[Start of section]

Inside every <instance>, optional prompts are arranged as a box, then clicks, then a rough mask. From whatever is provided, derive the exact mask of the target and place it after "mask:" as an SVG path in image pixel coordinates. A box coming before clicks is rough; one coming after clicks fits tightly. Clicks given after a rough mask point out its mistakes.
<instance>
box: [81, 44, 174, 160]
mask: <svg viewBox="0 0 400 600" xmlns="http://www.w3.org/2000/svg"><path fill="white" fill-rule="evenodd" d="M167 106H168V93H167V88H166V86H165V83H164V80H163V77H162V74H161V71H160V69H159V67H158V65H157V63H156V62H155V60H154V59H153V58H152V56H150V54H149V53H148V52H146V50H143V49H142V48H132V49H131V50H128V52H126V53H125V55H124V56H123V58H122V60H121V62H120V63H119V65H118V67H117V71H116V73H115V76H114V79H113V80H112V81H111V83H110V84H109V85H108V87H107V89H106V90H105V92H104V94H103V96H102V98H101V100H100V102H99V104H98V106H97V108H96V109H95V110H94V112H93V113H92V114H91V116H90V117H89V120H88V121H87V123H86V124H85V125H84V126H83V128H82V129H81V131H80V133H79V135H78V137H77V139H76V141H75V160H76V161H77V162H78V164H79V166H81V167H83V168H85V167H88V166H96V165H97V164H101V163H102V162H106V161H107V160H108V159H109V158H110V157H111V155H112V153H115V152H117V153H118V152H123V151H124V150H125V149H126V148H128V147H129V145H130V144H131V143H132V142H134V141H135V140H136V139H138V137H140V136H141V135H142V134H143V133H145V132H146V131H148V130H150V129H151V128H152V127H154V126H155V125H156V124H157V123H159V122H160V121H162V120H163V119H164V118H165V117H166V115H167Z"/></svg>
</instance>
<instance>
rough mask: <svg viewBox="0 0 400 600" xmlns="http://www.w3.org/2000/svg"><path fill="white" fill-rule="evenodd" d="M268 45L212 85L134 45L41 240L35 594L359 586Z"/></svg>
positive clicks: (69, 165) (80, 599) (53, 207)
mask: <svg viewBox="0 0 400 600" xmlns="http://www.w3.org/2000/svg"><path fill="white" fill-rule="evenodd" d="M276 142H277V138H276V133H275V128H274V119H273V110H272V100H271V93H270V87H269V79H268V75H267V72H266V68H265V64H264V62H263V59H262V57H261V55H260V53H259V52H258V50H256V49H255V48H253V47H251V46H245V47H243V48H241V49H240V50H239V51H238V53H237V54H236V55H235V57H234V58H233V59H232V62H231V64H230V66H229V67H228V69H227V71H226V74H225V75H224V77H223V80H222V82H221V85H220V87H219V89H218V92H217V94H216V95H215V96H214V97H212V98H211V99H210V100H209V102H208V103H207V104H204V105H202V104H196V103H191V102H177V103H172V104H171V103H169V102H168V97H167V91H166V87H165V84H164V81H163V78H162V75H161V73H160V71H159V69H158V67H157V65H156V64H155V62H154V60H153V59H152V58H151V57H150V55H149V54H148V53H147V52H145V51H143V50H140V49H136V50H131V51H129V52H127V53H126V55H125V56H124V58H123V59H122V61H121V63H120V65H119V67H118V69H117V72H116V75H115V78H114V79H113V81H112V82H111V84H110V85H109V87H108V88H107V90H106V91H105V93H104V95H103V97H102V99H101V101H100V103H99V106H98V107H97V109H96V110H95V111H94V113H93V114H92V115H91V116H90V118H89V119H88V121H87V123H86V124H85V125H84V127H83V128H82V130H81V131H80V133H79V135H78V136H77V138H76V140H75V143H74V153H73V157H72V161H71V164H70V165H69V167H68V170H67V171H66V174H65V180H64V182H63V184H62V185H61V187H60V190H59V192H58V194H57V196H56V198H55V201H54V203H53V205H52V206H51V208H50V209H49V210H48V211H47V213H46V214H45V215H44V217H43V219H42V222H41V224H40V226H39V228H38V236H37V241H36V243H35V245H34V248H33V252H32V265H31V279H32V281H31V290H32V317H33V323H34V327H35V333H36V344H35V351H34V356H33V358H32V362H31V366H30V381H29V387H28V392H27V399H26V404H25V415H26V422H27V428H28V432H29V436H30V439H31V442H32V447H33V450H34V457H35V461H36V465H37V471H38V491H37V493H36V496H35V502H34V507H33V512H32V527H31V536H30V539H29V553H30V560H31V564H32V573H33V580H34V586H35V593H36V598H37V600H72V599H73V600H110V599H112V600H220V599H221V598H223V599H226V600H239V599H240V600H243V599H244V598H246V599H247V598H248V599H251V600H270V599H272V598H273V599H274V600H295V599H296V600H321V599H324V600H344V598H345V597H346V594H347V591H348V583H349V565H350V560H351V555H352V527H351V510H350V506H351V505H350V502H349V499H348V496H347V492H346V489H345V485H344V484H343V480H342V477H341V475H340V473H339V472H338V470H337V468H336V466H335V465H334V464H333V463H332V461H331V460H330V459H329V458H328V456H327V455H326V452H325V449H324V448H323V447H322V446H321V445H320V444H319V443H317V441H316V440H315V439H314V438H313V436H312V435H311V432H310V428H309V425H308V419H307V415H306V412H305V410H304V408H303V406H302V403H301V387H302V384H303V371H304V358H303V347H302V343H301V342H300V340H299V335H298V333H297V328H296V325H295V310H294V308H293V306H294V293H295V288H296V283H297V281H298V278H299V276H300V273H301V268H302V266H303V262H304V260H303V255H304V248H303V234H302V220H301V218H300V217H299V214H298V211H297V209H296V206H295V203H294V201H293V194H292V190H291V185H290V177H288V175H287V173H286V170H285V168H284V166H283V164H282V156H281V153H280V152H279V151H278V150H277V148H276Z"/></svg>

[End of section]

*What needs to be done*: Within the data above, how many lines contain the word "instance"? Write only the number.

*Result for this exercise*: 4